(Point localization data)

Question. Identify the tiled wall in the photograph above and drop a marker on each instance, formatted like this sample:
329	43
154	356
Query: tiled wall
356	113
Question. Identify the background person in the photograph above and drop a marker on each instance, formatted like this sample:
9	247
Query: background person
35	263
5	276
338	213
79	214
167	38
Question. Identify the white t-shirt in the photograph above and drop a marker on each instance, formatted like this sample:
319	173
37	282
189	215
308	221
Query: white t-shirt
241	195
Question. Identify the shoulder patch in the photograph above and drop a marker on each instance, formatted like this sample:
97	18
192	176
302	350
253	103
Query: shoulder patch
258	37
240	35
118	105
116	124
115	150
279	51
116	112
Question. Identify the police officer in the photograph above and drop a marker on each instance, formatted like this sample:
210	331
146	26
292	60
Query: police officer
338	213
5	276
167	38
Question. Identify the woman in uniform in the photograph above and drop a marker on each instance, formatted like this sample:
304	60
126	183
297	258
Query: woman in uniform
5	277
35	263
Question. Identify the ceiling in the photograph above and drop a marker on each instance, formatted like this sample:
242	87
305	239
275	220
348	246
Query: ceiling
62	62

--

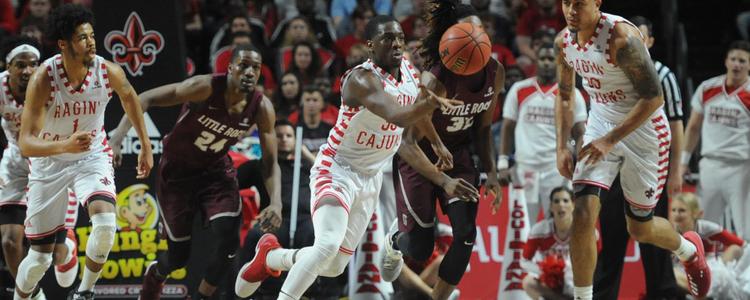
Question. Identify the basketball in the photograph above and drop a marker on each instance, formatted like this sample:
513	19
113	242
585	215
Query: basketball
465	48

---

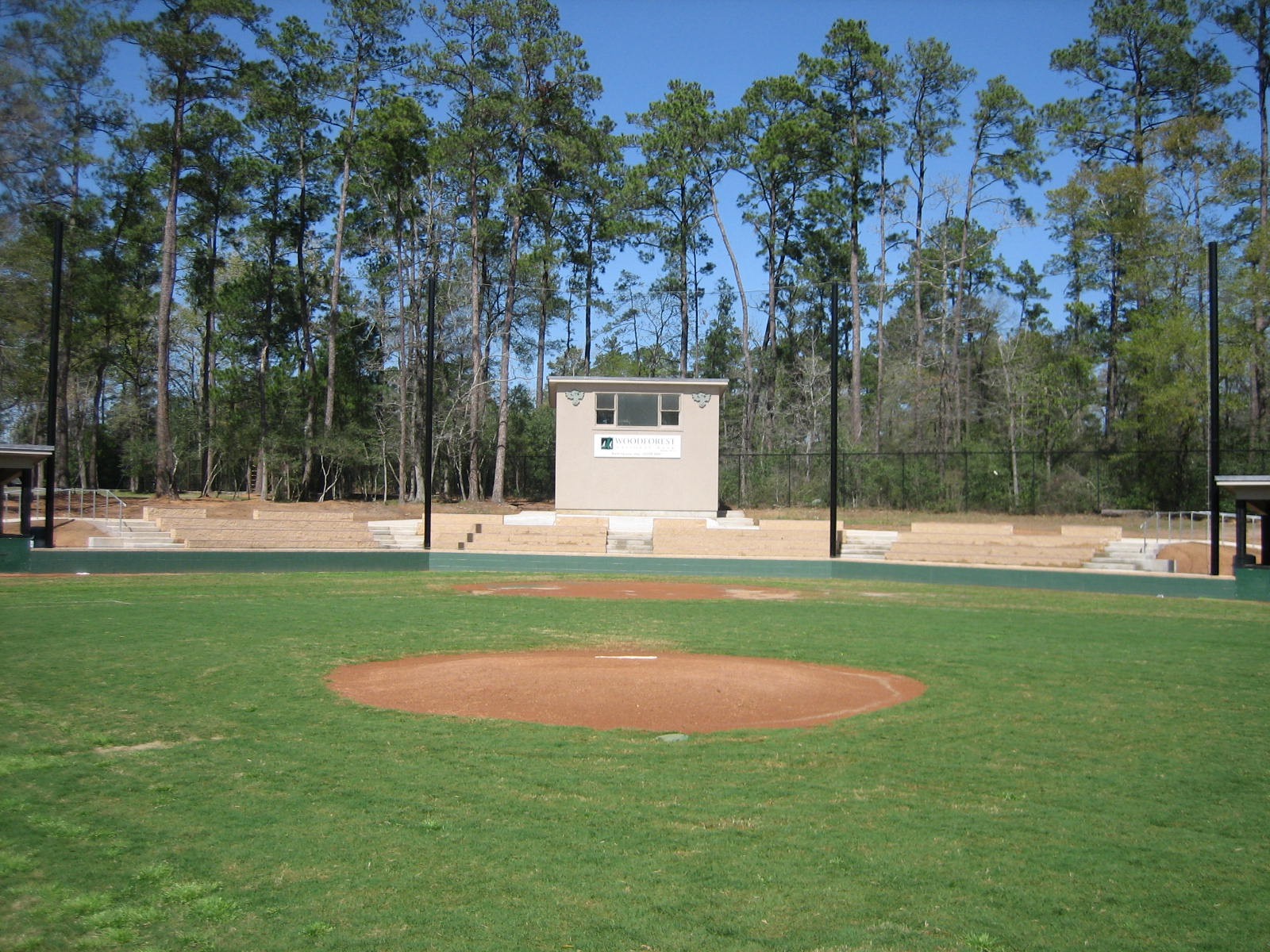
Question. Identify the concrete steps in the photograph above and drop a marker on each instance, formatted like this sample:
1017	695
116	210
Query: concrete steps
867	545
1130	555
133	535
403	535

#### Task directions
Return every line in the records that includes the string "above".

#### Completed task
Question. Identify the tiled wall in the photograph above and drop a marker on each instance, formatted like this sample:
Question. Identify the background person in the photograph above and drop a marker on each instance, formatted like this sample:
Question. Identify the white t-shirt in the photograph above and drop a marker on each instance, formatted like this sample:
Question. Identify the shoulder patch in the photograph above and drop a marker on each instance, formatted like this sample:
Question. Identify the police officer in the photograph above and drop a marker on each instance, formatted like this sample:
Question. Identify the woman in uniform in the photograph above and drop a marker on each instance, formatted like this sample:
Question. Identify the ceiling in the photograph above and drop a marker on each instance, formatted like this sample:
Question. Identify the basketball in the photograph above and drop a marker on each instance, formatted like this sample:
Question. Identify the concrete steps in the photograph above and drop a marker on each instance, formatted like this sample:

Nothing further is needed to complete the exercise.